(Work order): Type out the data again. Keep every line exactly the same.

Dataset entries
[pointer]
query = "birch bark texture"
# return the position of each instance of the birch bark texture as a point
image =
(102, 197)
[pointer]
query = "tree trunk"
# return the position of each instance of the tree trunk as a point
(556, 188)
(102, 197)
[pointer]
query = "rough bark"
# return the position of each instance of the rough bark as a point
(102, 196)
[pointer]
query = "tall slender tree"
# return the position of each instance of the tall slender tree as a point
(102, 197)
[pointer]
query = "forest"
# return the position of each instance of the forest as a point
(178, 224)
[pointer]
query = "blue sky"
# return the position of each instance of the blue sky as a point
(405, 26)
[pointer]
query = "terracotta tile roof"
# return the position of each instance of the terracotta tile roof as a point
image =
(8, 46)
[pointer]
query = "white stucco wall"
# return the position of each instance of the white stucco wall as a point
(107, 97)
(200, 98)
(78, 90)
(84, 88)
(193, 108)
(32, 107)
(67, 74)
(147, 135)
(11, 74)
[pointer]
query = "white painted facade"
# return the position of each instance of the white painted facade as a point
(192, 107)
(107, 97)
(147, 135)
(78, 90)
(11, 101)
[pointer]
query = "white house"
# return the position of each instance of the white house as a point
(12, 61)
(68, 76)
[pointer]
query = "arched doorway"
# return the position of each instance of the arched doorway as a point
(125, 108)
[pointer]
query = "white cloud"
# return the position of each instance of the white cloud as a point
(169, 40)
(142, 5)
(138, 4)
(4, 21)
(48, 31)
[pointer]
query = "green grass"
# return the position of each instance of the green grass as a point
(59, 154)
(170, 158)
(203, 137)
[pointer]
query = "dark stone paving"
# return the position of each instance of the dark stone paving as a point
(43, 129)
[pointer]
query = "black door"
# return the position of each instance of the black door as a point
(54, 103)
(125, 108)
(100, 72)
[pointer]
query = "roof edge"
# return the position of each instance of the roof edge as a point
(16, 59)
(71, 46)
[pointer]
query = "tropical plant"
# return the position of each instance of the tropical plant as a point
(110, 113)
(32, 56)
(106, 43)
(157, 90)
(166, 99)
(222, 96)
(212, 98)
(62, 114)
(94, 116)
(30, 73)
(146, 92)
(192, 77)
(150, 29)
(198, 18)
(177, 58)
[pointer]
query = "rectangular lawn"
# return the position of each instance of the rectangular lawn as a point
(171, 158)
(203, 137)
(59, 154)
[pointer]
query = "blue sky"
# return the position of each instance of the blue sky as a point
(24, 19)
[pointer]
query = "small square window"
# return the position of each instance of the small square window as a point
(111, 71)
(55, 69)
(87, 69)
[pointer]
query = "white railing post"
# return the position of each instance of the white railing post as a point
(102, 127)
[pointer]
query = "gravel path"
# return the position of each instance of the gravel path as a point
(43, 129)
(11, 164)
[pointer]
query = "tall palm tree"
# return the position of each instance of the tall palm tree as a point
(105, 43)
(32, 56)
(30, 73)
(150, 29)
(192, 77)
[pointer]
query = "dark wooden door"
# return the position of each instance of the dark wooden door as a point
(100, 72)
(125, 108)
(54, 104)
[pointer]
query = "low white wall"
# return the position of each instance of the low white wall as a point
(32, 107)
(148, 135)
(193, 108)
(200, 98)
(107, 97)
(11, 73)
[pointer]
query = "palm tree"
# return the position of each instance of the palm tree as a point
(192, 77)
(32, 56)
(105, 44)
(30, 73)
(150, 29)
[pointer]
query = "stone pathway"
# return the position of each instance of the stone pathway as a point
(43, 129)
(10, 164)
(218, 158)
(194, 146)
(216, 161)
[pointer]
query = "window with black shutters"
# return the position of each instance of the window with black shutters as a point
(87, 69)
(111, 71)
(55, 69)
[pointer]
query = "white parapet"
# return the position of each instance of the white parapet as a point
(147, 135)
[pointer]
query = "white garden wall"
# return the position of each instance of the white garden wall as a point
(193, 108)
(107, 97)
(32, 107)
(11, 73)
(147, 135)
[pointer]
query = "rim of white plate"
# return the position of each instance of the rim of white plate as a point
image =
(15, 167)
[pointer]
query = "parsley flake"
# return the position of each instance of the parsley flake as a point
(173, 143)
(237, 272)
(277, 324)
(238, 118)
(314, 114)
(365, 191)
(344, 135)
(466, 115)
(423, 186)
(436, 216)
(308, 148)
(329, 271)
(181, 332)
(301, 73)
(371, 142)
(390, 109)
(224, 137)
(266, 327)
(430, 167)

(Answer space):
[pointer]
query = "birch bark texture"
# return the position of each instance of the birch bark texture as a point
image =
(102, 197)
[pointer]
query = "tree trunk"
# return the position of each instance of the tree trunk as a point
(556, 188)
(102, 197)
[pointer]
query = "rough bark"
# return the position of each instance of the rough bark as a point
(102, 196)
[pointer]
query = "tall slender tree"
# return the position of each instance of the tall slender tree as a point
(102, 197)
[pointer]
query = "forest"
# return the position of each instance of the forest as a point
(178, 224)
[pointer]
query = "blue sky"
# return the position of each instance of the blue sky as a point
(405, 26)
[pointer]
query = "terracotta tile roof"
# return the position of each instance of the terracotta tile roof as a point
image =
(8, 46)
[pointer]
query = "white stucco wall"
# return the position of each instance of the white stucco wall as a point
(107, 97)
(200, 98)
(78, 90)
(84, 88)
(193, 108)
(32, 107)
(67, 74)
(147, 135)
(11, 74)
[pointer]
query = "white painted facade"
# return the position of each instance of the white painted facade as a point
(192, 107)
(107, 97)
(147, 135)
(78, 90)
(11, 101)
[pointer]
query = "white house"
# return the position of each instance of the white house as a point
(12, 61)
(68, 76)
[pointer]
query = "arched doorway"
# return the position of each instance of the arched doorway as a point
(125, 108)
[pointer]
query = "white cloud"
# return the position of each instance of the white cloud as a point
(169, 40)
(142, 5)
(138, 4)
(4, 21)
(48, 31)
[pointer]
query = "green grass"
# return the position of each instance of the green grass as a point
(59, 154)
(170, 158)
(203, 137)
[pointer]
query = "dark stone paving"
# return the position of each instance of the dark stone paving as a point
(43, 129)
[pointer]
query = "black door"
# return the position of each instance of the black door as a point
(54, 103)
(125, 108)
(100, 72)
[pointer]
query = "roof edge"
# return the position of each instance of the roof edge as a point
(16, 59)
(71, 46)
[pointer]
query = "tropical plant"
# return the position of each instance of the tropical plant as a point
(110, 113)
(32, 56)
(106, 43)
(157, 90)
(166, 99)
(222, 96)
(212, 98)
(62, 114)
(94, 116)
(30, 73)
(146, 92)
(192, 77)
(150, 29)
(198, 18)
(177, 58)
[pointer]
query = "rectangular lawn"
# return the position of each instance of the rectangular lawn as a point
(171, 158)
(203, 137)
(59, 154)
[pointer]
query = "blue sky"
# return the position of each instance of the blue sky as a point
(24, 19)
[pointer]
query = "small square window"
# return the position of each instance of the small square window as a point
(111, 71)
(55, 69)
(87, 69)
[pointer]
query = "white railing post"
# return the position of each instance of the white railing post as a point
(102, 127)
[pointer]
query = "gravel path"
# return the position of each instance of the gravel path as a point
(43, 129)
(11, 164)
[pointer]
query = "tall palm tree"
# return the position of each instance of the tall palm tree as a point
(105, 43)
(32, 56)
(30, 73)
(150, 29)
(192, 77)
[pointer]
query = "dark wooden door"
# return the position of each instance of the dark wooden door as a point
(100, 72)
(125, 108)
(54, 104)
[pointer]
query = "low white wall"
# return the position of each instance of the low white wall as a point
(32, 107)
(148, 135)
(193, 108)
(200, 98)
(107, 97)
(11, 73)
[pointer]
query = "palm tree"
# return the position of each instance of the palm tree as a point
(192, 77)
(32, 56)
(105, 44)
(30, 73)
(150, 29)
[pointer]
query = "stone pathway"
# return the position of each instance of the stone pathway as a point
(43, 129)
(10, 164)
(218, 158)
(194, 146)
(216, 161)
[pointer]
query = "window with black shutters"
# return the position of each instance of the window with black shutters as a point
(87, 69)
(111, 71)
(55, 69)
[pointer]
query = "white parapet"
# return the position of each instance of the white parapet as a point
(147, 135)
[pointer]
query = "white garden wall"
# return the position of each instance of the white garden wall as a point
(193, 108)
(107, 97)
(32, 107)
(11, 73)
(147, 135)
[pointer]
query = "rim of white plate"
# return the position of each instance of the rim of white plate as a point
image =
(15, 167)
[pointer]
query = "parsley flake"
# return the position of each instance of the parsley flake as a point
(173, 143)
(237, 272)
(277, 324)
(238, 118)
(314, 114)
(365, 191)
(344, 135)
(466, 115)
(423, 186)
(436, 216)
(308, 148)
(329, 271)
(181, 332)
(301, 73)
(371, 142)
(390, 109)
(224, 137)
(266, 327)
(430, 167)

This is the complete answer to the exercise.